WORK TO COMPLETE:
- a) List every action that the forum thread about blocked driveways and road rage recommends to Obsidian for the next time the driveway is blocked.
- b) Write a continuation of the forum thread about blocked driveways and road rage, beginning immediately after its final sentence.

READING PASSAGE:
==*==

Bitchface, do not block my driveway

I wish, I wish, I wish! I’ve always wondered what happened to deranged dude, and wish I could have seen the aftermath. :smiley:

I think, were I in your place, unless I were totally obligated to be someplace, I would have had to have gone back and chosen a safe vantage point just to see what would happen.

I mean, we get justice in these instances so rarely. :smiley:

That’s awesome. And even better than mine, as you got to have face to face satisfaction!!

Obsidian, if this ever happens again, take a picture of the car blocking your driveway and another of the license plate. Then visit your local p.d. and bring the pictures and some doughnuts. No cursing or confrontation required.

My husband and I live in a house near both a couple churches and a school, and the house (we rent) is owned by one of these institutions. As a number of folks know this, some seem to think that they can treat our driveway as a public parking spot when space runs low on the street/in the official lots. My husband has, on occasion, come home to find a vehicle pulled up in the driveway, where we’d park, all the way up to the garage. In those instances, if no one’s forthcoming shortly, he just parks snugly up behind the offender’s vehicle (not hanging out much onto the street at all), gets out and locks the car, and goes in the house to sit down, watch some TV, and wait for the inevitable doorbell. Which he takes his time answering, and then explains that the property may not be owned by us, but it is rented by us, and the owners fully support that we are the ones who have use of the driveway.

We haven’t been parked in yet, though inevitably we’ll get some big honking SUVs pulled up barely overlapping the edges of our driveway, and it’ll be a trick to back out while trying to see around these two large vehicles, much less avoid dinging either of them in the process.

Road Rage is a weird thing - psychologists note that it’s an odd mixture of cowardice and hostility. The cowardice stems from the fact that we feel safer than normal when surrounded by a steel man-made machine and as such, we feel safe in letting our hostile sub-selfs run riot.

Anyways, I didn’t post again to pontificate on road rage - I merely wanted to agree with the posts above that one of the frustrations attached to reacting “passively” in the face of road-rage is that we so rarely get to see the asshole in question getting their karma. I’m sure if we knew the asshole was gonna get busted by a state trooper EVERY TIME then most of us would be much happier to react passively I’d wager.

Carjones (Car Hone ays):

The bravado one feels, when safely ensconsed in one’s vehicle.

The weirdest road rage story I ever heard involved a mother and daughter who were upset at a trucker for some reason, passed the trucker, then for whatever reason decided to pull a J-turn and one of the pair flung shit at the trucker’s windshield. I don’t remember exactly what happened after that but suffice it to say that their little stunt landed them in the morgue.

The killer ending scenario would be where he is now blocking others from making right turns and they are honking and cursing at him.

Nice theory, but no. So long as Survey Guy and Wife were able to open the truck doors and walk away, there was no false imprisonment. Being inconvienenced does not equal false imprisonment.

I’m also curious as to how Survey Guy got away with it.

==*==

Pointing dataset records:
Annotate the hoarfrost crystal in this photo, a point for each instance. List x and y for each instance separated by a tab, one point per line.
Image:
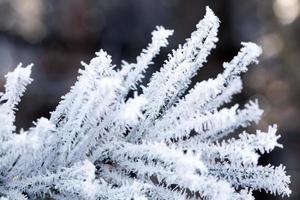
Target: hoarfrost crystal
164	143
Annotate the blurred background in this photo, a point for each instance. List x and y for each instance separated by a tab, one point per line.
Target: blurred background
57	35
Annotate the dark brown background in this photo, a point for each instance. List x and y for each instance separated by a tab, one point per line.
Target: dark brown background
57	35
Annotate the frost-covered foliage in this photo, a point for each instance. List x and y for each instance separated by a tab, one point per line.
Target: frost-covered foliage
164	143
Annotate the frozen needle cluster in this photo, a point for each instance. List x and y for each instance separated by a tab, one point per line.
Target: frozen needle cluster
164	143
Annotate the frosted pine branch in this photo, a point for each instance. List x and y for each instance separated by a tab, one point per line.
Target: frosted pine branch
100	143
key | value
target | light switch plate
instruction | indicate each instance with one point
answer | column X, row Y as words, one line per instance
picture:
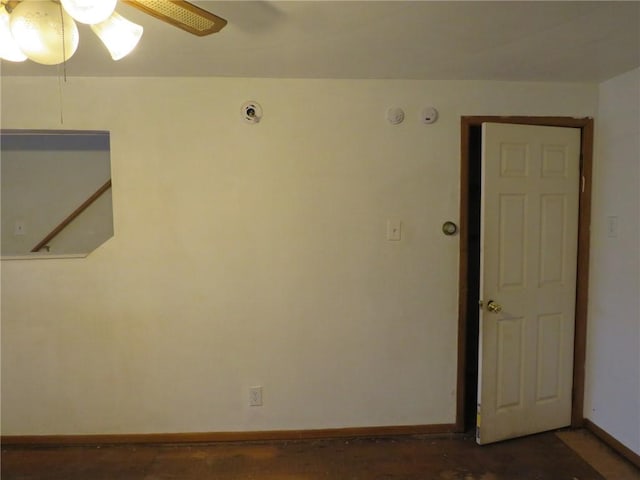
column 394, row 230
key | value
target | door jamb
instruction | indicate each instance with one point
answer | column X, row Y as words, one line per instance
column 586, row 127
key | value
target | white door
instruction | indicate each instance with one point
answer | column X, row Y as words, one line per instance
column 529, row 232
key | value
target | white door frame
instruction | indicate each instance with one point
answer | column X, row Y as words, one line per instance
column 584, row 217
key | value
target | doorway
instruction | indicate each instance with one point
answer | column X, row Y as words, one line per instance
column 469, row 273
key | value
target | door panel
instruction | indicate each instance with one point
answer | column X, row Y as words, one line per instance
column 528, row 255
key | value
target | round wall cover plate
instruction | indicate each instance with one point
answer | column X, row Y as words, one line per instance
column 251, row 111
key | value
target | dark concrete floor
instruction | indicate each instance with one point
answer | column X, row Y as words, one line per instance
column 454, row 457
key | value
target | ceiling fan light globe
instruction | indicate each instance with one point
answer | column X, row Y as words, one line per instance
column 44, row 32
column 89, row 11
column 9, row 49
column 118, row 34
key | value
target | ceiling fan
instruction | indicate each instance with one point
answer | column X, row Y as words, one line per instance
column 52, row 25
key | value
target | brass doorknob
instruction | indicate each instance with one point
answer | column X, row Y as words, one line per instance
column 494, row 307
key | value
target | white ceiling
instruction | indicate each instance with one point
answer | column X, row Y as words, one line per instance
column 502, row 40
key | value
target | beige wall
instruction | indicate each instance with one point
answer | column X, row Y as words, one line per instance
column 252, row 255
column 613, row 349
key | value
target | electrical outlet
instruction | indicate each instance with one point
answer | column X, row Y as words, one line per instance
column 255, row 397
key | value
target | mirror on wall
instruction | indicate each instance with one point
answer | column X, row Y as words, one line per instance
column 55, row 188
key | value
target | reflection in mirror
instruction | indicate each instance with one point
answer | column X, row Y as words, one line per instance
column 55, row 191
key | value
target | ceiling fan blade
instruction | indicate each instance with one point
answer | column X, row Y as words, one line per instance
column 181, row 14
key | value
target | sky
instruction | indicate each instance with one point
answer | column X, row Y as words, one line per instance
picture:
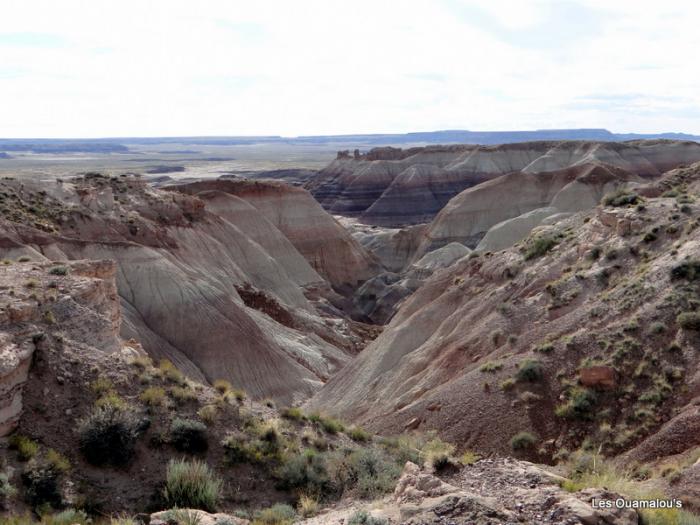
column 106, row 68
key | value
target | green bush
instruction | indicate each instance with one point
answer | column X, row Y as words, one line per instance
column 359, row 434
column 42, row 485
column 153, row 396
column 26, row 448
column 306, row 472
column 538, row 245
column 187, row 435
column 191, row 485
column 437, row 454
column 330, row 425
column 580, row 404
column 108, row 435
column 67, row 517
column 371, row 473
column 278, row 514
column 689, row 320
column 293, row 413
column 530, row 370
column 362, row 517
column 523, row 441
column 657, row 328
column 6, row 488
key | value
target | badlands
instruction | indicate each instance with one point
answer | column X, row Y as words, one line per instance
column 445, row 334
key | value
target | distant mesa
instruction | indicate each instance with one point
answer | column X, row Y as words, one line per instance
column 157, row 170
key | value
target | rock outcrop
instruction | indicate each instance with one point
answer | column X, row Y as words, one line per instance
column 395, row 187
column 502, row 491
column 323, row 242
column 181, row 261
column 80, row 297
column 500, row 339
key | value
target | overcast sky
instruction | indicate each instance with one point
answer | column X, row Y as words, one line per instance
column 296, row 67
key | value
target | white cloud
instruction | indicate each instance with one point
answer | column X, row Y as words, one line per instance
column 108, row 68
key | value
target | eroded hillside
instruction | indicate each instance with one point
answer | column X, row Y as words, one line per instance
column 210, row 283
column 586, row 332
column 395, row 187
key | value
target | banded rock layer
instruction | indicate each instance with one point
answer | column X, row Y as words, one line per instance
column 199, row 285
column 394, row 187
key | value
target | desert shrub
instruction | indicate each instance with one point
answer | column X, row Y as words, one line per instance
column 523, row 441
column 293, row 413
column 306, row 471
column 108, row 435
column 689, row 320
column 187, row 435
column 101, row 386
column 507, row 384
column 191, row 485
column 278, row 514
column 580, row 404
column 437, row 454
column 66, row 517
column 183, row 517
column 142, row 361
column 371, row 473
column 59, row 270
column 621, row 197
column 182, row 394
column 362, row 517
column 57, row 461
column 538, row 245
column 328, row 424
column 657, row 328
column 171, row 373
column 359, row 434
column 208, row 414
column 469, row 458
column 153, row 396
column 222, row 386
column 530, row 370
column 42, row 484
column 26, row 448
column 6, row 488
column 307, row 506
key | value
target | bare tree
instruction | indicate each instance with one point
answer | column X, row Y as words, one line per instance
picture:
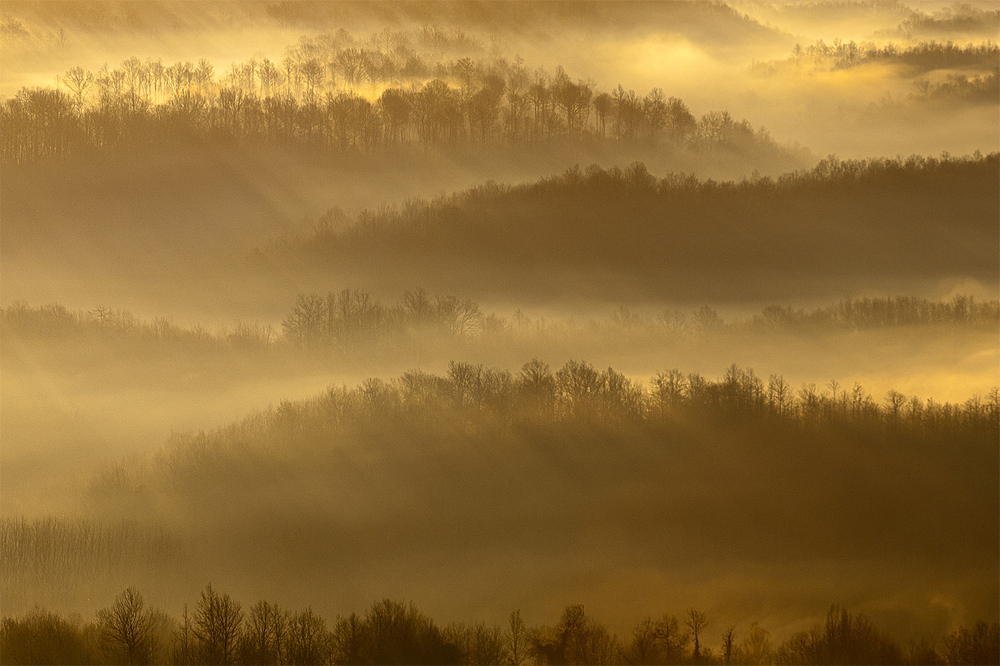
column 696, row 621
column 127, row 627
column 217, row 623
column 517, row 639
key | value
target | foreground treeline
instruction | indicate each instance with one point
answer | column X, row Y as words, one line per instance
column 220, row 630
column 349, row 317
column 334, row 95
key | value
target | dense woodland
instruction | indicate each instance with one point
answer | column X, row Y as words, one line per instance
column 356, row 420
column 598, row 424
column 221, row 630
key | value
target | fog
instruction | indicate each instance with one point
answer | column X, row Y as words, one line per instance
column 654, row 307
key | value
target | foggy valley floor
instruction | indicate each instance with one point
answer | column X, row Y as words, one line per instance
column 552, row 482
column 577, row 325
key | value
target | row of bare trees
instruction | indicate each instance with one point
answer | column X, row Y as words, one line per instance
column 351, row 317
column 220, row 631
column 498, row 400
column 146, row 104
column 926, row 56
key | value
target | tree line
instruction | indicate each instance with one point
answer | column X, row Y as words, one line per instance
column 220, row 630
column 593, row 227
column 347, row 318
column 314, row 98
column 922, row 57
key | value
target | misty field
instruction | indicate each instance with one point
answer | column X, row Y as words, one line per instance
column 485, row 332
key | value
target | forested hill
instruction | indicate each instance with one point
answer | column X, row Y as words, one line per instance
column 844, row 225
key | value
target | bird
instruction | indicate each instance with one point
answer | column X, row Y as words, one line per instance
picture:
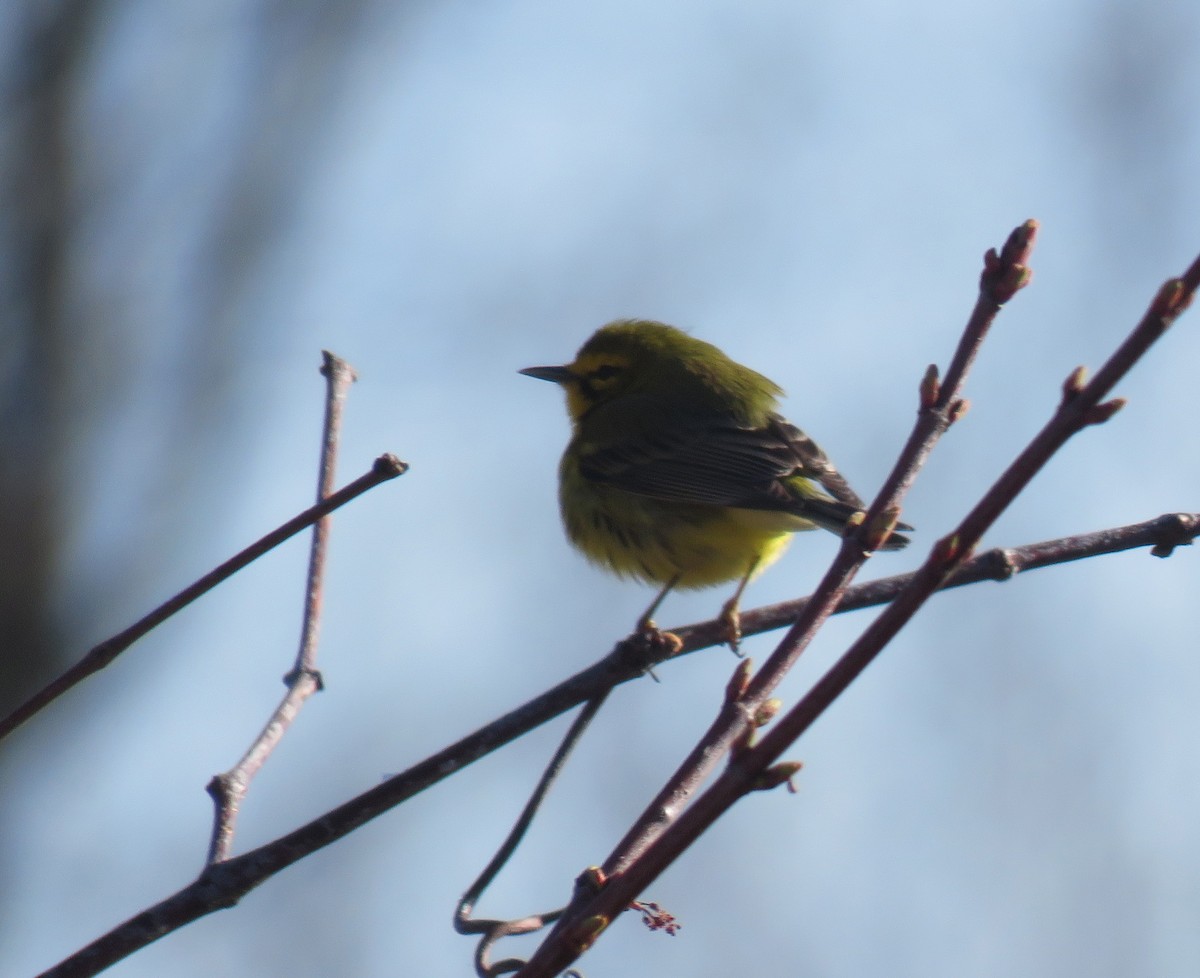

==*==

ANSWERS FOR THE EXERCISE:
- a)
- Take a picture of the car blocking the driveway.
- Take another picture of the license plate.
- Visit the local p.d.
- Bring the pictures and some doughnuts.

- b)
Re: the OP. Stupid bitch makes it difficult for the rest of us. I remember when I volunteered at an elementary school in San Francisco. Parking was of course, horrendous. One day I parked not one inch across someone’s driveway. I was late and had circled everything within walking distance at least 5 times. Now I’m telling you, no more than one inch of my car was in this woman’s driveway. Driveway was huge, no cars in it (yes I know, there could’ve been one in the garage). Unless this woman drove a tank and was mostly blind, there was no way in hell she wouldn’t have been able to back out. Little did I know I had parked in front of the House Of Doom. Sure enough, when I got out of work, my car had been towed. A couple hours and couple hundred bucks later, I was told by the staff at school and the tow-yard that this woman’s hobby was getting any car that had parked even one centimeter in front of her driveway towed. It had nothing to do with inconvienence. This woman had a goddamn vendetta. And this woman never even went anywhere! She was retired and barely left her house! She honestly just had nothing better to do.

Sad thing is this horrible woman had probably just had her fill of assholes like the woman in the OP and didn’t give a fuck anymore. Talk about a waste of the city’s time and resources.

Gah.

Hmmm. I think her son must live around the corner from my son’s elementary school.

We live just over half a mile from the school, so most of the time I walk my son to and from school. If I’ve been caught in traffic and don’t get home in time to drop the car at home and meet him at school, or if it’s raining, though, I sometimes park my car briefly just around the corner from the school, meet him at the walker pick-up spot*, and drive him home. If it’s raining, I’m usually not the only Mom doing this.

There is a guy who lives around the corner from the school who gets absolutely furious if he sees anyone parked in front of his home — even though we all leave at least 8 to 10 feet clearance on either side of his driveway, do not walk in his yard, and are typically parked there for approximately 5 minutes or so. He has come out and berated me for this before. I suggested that if he thought that it was illegal for me to park my car on a public street that he call the police and ask them to do something about it, and that I would gladly wait until they arrived. He didn’t take me up on my offer, and has merely glared at me when he’s seen me park there since then.

  • The teachers have standing instructions where children should be released each day. There are bus kids, walker kids, and carpool kids. If I know in advance I will want to pick my son up at carpool one day, I can send a note beforehand, and the teacher will dismiss him there. For impromptu decisions like bad traffic or the rainy day situation, though, my kid will still automatically be released to the walker line.

The parents of the carpool kids are not allowed to park their cars. The cars stay in a line, and a spotter about 8 - 10 cars from the start of the line calls out the kid’s name (which is posted in the front window of the car.) The kid then goes and gets in line, and hops in Mom’s car when it gets to the front of the line. I’ve never seen this guy’s driveway blocked, and never seen cars parked in front of his house for more than 10 minutes or so at a time. I guess he is just hyper-territorial.

That has got to be the most organized school on the planet. My school was lucky if they could keep track of who was enrolled.

I think most of the elementary schools around here do this now. (And I think they copied that from the YMCA, as they’ve been using this method at their nursery and camp programs for years.)

They also control carpool in the morning. A couple of staff people and student patrol officers let the kids out of parents’ cars from the carpool line in the mornings. It is much safer for everyone, since it avoids having children dart all through the parking lot and in between moving cars. Since the school has only a very limited number of parking spaces for visitors, this is a pretty good solution with safety, convenience for parents, and minimizing the impact on the neighgors in mind.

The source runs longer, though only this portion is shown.